→ Task directions: Reproduce exactly, and nothing but, the lines between the one with "shirt button, which" and the end of the entries, both ends included.

-- Data to examine follows --

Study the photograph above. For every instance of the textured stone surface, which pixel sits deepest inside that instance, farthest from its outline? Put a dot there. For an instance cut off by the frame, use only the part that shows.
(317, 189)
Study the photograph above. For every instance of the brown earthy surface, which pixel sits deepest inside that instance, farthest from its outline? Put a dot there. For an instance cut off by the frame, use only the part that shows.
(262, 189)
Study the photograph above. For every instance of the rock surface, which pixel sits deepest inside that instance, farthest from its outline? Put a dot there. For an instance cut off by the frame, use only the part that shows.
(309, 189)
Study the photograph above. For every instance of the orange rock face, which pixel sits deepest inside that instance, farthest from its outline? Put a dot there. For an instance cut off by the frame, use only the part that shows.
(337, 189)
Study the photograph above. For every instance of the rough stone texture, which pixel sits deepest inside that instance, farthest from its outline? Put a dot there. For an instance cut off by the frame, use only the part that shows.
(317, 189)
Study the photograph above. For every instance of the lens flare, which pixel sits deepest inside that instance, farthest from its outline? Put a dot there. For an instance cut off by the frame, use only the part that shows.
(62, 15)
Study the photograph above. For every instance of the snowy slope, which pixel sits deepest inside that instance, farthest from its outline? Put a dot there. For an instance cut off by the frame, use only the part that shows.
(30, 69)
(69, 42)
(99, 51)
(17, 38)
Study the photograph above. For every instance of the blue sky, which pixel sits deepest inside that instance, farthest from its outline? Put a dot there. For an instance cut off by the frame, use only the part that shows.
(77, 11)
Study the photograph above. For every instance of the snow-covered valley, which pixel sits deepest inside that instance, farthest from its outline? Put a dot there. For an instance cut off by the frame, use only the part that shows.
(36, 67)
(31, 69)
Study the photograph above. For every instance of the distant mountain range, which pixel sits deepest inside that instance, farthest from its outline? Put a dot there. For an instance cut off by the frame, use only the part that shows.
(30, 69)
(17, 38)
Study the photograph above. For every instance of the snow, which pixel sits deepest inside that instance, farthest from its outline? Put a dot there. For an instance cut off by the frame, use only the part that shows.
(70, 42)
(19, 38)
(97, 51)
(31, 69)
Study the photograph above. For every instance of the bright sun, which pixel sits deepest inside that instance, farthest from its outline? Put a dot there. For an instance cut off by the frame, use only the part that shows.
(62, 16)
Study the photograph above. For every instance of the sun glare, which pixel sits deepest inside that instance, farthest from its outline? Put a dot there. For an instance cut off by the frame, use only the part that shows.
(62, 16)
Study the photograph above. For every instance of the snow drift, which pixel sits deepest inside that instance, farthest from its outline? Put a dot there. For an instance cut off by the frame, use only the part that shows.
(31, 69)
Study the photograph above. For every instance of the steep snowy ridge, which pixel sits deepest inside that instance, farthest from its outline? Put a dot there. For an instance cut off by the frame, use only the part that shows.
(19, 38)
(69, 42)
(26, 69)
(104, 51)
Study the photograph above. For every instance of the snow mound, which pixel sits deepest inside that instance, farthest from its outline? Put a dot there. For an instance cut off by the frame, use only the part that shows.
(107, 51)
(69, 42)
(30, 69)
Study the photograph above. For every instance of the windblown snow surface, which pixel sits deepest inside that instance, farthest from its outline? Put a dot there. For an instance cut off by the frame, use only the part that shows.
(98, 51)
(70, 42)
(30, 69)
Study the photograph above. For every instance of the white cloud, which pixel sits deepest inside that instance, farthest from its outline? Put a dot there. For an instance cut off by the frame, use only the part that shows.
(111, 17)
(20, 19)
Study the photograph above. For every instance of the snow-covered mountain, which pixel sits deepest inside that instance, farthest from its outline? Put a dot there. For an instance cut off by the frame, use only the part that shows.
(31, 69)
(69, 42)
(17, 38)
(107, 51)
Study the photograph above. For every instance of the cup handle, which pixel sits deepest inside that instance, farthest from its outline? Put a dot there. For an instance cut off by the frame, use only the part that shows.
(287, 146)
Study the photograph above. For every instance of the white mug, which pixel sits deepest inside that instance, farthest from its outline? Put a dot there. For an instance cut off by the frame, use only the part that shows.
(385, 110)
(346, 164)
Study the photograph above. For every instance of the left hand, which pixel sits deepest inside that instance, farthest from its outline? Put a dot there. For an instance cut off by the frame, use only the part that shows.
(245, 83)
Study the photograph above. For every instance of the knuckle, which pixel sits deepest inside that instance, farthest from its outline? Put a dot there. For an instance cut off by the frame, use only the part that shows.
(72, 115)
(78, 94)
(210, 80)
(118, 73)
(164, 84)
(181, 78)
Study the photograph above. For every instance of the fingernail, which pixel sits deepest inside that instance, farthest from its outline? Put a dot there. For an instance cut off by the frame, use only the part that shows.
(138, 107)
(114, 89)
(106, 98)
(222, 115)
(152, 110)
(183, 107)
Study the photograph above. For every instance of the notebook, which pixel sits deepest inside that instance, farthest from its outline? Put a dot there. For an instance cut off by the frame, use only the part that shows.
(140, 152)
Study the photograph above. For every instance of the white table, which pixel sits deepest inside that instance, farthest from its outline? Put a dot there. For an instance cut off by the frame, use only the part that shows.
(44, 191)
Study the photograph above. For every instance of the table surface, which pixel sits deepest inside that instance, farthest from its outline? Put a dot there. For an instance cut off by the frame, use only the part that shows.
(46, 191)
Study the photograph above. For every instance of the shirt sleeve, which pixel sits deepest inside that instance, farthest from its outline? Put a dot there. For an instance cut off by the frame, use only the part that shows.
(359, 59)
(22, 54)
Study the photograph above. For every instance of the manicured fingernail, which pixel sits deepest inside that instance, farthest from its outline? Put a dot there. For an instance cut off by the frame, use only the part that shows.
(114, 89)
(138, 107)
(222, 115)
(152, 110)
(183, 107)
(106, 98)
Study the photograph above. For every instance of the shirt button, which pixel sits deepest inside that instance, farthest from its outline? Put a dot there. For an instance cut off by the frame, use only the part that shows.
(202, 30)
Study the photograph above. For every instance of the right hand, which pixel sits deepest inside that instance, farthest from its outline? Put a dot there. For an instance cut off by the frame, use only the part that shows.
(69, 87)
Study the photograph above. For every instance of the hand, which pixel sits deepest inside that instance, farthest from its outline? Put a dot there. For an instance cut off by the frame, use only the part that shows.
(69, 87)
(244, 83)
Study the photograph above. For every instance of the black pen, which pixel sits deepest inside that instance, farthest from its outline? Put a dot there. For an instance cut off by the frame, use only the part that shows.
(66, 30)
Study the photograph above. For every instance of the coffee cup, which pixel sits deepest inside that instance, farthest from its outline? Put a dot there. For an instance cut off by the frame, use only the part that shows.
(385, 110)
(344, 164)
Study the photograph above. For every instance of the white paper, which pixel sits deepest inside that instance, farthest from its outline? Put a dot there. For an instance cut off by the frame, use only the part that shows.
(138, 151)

-- Data to examine concluded --

→ Response for this exercise:
Study the photograph above. For every instance of the shirt button, which pixel sits deepest inside that instance, farthest from its outline? Put a dot there. For an instance cut off by the frame, use only the part that shows.
(202, 30)
Study the photograph above. For every instance of the right hand, which pixel sits deepest inside that instance, farthest from its outline? Put a dot there. For an instance cut off by the frame, use only the part that shows.
(69, 87)
Study the photograph above. For every instance of the hand, which pixel sits deepest inside that instance, farthest from its outline? Put a dot there. For an instance cut off by the frame, use only the part that shows.
(69, 87)
(244, 83)
Study the photograph above. For every instance of the black pen, which pixel sits deepest inside that instance, farthest from its outline? Put a dot there. For an instance cut off by the frame, use only the part that shows.
(66, 30)
Study the photograph above. For every instance of the coffee cup, which pixel sits deepest inside that instance, farthest from its outline? Put a dot there. For an instance cut off by the frame, use only the part that shows.
(385, 110)
(344, 164)
Study the photograph above. For every instance of the white paper, which pixel sits deepest inside that instance, farthest from its outline? Put a dot there. For an instance cut off by the frame, use only the part that shows.
(138, 151)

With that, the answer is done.